Pitch Critiques Round 6
- By: Jessica Faust | Date: Nov 14 2007
You haven’t broken me yet, but you’re getting there. Every time I think I can say I’m a third of the way through I find ten more have been added. At this rate . . . well. And here’s my requisite link to the original post, Perfecting Your Pitch.
Peter Dodge fell in love with a woman he was not sure even existed. Fifty years later she came back for him on a foggy cloud, leaving his aged body behind with a dagger in his heart. When Evie, the beautiful coroner, touches the dagger, she catches a glimpse of the watery world Peter’s murderess came from, and the beings there could help her understand one of the town’s long unsolved cases, if only she gives them the one thing they are fighting for, a child she’ll lovingly call Little Fish.
The first line is really good and definitely grabbed me. After that though I was confused. Is the story about Peter Dodge or Evie? Is the conflict of the story Peter Dodge’s love and later death or is it Evie fighting for a child called Little Fish? I think you have some very intriguing elements here, but it feels like two different pitches. Would it be better to say something more like, “When Evie, a small-town coroner, touches the dagger in Peter Dodge’s chest she is somehow able to see the watery world Peter’s murderer came from, and the beings that help her understand one of the town’s long-unsolved cases. To do so she’ll have to give them (who them?) the one thing they are fighting for, a child she lovingly calls Little Fish . . .”? I think it needs one more line about Little Fish and why she’s so important. Otherwise, you’re right on the verge of a fantastic pitch.

---+---

TASK INSTRUCTIONS.
[a] List every character named in the pitch that the pitch critique quotes.
[b] Translate this sentence from the pitch critique into Spanish: "The first line is really good and definitely grabbed me."
[c] Resume the pitch critique from where it stops.

DATASET EXTRACT.
---+---

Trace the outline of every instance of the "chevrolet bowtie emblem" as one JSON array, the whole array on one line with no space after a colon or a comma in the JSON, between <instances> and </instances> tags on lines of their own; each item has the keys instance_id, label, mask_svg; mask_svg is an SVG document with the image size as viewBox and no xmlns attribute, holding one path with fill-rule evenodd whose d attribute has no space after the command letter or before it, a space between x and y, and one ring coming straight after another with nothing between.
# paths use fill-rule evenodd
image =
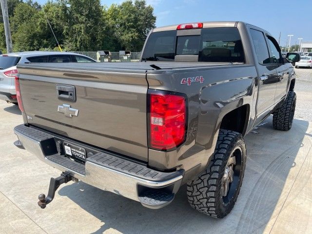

---+---

EXPECTED OUTPUTS.
[a] Peter Dodge, Evie, Little Fish

[b] La primera línea es muy buena y definitivamente me atrapó.

[c]
32. anon 11:41
Tillie Russell, an acclaimed entrepreneur who became a household name in the late 90’s by designing pet products, suddenly found herself in the doghouse. In an aggressive interview on a nationally televised talk show, Tillie is bombarded with allegations of animal abuse. Although the implications proved to be completely false, it didn’t deter stores from yanking her products off the shelves, costing the young company over one hundred thousand dollars. The financial debacle resulted in the loss of the company and almost devoured Tillie’s eleven-year marriage. Proving that life could go on, one year later, Tillie becomes pregnant and dreams up a new business with a very unconventional business plan. She enlists ten mothers to join in the new venture she ambitiously names Ten Moms and Counting. Their product? Themselves.
The opening sounds like backstory to me. While cleverly written, it’s not all that exciting and doesn’t sound like it pertains to the story you are trying to sell. What does sound interesting is the Ten Moms and Counting venture. I imagine that’s what the book is really about. So, shouldn’t your pitch say something more along the lines of, “When Tillie Russell decides to look for a new career it’s far from her previous life as an acclaimed designer of pet products. Pregnant and out of work, Tillie comes up with Ten Moms and Counting, a company sure to raise a few eyebrows . . .”? We’ll need to know more specifically now what the company is and what kind of problems it causes.
Athena Solomon is a cemetery director who witnesses burials every day, visits graveyards on vacations, and peruses the internet for locations of famous graves. After her father dies, Athena’s grief is interrupted when she learns about her mother’s long-term love affair and family’s connection to the Jewish Mafia. She unearths the truth about her parentage and suspects that by guarding the past, her mother believed she was protecting her children. Athena then shifts a selfish quest for knowledge into a mission to heal her mother’s soul.
Interesting, but another situation where I don’t see how the first sentence connects with the last part of your pitch. What I thought when I read the first sentence is that I was going to be pitched a new take on a thriller or mystery, but then I realized this is probably women’s fiction. A good pitch means that the reader usually knows not just what the story is about, but also the genre without being told. I think your pitch is actually more detail about Athena’s mission to heal her mother’s soul.
Marian lives a content life – at least while Father is away – she enjoys the herbalism training from her mother, and has a good friend in the village recluse. But after her village is destroyed, she lashes out at those responsible in a magic she didn’t know she had. Girls born with magic are sentenced to death. Marian would know, she helped birth one recently, and her heart broke watching the Enchanter take it away. She doesn’t know who she can trust or how she can learn to control her new skills without revealing herself to the Enchanters Guild.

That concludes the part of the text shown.